## [Your task]
Which lines in the rows below contain the string "gray"? Report every such line in full, and treat uppercase and lowercase as different.

- - - - - - -

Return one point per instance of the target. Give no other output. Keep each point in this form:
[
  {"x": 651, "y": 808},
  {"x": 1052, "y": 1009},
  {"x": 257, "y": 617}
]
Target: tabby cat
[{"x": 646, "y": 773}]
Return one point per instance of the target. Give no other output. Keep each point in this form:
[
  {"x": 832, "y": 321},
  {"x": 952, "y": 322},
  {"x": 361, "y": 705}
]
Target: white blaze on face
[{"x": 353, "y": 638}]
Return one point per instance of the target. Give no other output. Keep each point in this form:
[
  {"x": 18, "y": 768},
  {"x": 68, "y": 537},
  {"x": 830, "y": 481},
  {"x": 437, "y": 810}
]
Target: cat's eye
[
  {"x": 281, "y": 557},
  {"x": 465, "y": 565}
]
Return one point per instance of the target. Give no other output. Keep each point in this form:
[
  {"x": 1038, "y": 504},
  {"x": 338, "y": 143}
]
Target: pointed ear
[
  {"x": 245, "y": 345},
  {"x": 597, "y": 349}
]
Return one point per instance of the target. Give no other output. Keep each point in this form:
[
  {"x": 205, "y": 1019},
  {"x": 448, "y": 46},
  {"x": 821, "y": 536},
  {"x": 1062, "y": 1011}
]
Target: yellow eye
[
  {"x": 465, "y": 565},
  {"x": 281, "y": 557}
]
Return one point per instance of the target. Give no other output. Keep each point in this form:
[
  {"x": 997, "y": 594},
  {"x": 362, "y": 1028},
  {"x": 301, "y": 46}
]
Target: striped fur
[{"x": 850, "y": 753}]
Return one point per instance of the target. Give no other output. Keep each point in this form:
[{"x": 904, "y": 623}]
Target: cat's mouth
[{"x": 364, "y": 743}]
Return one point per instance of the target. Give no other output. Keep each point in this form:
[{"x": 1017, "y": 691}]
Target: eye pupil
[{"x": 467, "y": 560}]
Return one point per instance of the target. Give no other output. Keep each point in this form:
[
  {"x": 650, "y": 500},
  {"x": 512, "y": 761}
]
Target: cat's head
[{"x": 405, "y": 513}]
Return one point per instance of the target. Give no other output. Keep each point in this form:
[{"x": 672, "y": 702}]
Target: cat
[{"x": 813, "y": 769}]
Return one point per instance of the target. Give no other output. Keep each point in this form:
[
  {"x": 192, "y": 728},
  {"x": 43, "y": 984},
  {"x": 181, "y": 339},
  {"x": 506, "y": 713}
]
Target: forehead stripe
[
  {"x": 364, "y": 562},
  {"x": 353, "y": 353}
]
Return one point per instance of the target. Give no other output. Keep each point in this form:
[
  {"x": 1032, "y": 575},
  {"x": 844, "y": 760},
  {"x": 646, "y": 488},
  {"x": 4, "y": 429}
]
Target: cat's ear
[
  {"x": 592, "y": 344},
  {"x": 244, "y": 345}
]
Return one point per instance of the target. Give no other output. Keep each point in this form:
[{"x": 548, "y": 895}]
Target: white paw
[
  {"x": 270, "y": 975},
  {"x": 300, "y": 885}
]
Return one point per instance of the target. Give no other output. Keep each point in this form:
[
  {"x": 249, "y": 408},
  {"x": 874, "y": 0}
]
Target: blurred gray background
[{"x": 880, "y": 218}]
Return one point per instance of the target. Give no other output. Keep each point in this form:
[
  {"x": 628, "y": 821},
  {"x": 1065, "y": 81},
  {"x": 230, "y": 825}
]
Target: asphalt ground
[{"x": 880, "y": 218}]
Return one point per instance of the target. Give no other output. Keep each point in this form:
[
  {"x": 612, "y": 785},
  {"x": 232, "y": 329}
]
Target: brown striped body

- - - - - - -

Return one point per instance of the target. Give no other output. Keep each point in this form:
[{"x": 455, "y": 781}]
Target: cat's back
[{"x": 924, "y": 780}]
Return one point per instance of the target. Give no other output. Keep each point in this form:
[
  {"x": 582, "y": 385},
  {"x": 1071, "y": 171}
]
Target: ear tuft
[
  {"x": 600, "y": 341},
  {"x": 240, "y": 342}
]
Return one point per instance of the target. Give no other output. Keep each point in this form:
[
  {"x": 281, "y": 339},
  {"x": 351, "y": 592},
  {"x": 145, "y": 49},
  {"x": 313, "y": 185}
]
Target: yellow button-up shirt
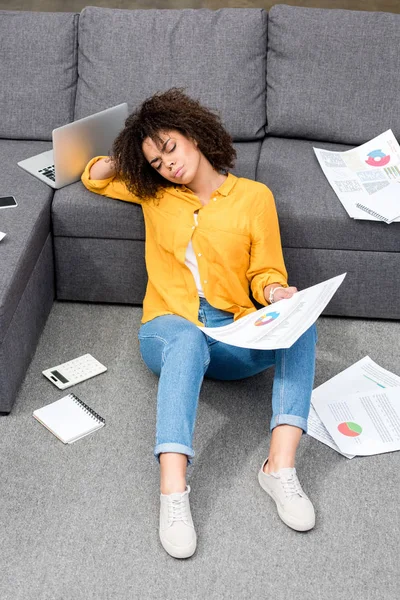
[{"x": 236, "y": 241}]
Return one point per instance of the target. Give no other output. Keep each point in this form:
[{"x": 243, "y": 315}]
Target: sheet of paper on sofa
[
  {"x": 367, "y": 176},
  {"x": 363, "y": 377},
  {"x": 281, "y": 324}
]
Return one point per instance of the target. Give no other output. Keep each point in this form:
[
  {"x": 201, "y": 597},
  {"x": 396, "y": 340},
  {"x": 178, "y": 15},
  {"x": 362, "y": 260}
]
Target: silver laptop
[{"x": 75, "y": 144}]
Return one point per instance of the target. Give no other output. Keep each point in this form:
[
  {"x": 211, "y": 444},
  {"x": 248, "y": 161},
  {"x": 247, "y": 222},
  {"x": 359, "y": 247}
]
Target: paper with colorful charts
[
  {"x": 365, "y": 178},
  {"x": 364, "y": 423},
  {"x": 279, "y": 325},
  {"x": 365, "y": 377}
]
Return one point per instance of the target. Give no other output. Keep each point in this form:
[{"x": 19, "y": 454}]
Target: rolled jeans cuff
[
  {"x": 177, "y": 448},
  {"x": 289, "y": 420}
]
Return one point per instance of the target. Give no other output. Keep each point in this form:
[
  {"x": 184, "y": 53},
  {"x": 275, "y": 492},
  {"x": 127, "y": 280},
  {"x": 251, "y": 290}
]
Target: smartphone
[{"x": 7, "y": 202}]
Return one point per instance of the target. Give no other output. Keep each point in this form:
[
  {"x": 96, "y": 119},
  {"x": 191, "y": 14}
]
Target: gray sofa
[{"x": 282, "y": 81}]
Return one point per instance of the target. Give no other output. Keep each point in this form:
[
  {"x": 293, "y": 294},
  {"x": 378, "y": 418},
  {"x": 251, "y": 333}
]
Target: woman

- - - - - - -

## [Answer for the task]
Target: blurred gray background
Target: gray sofa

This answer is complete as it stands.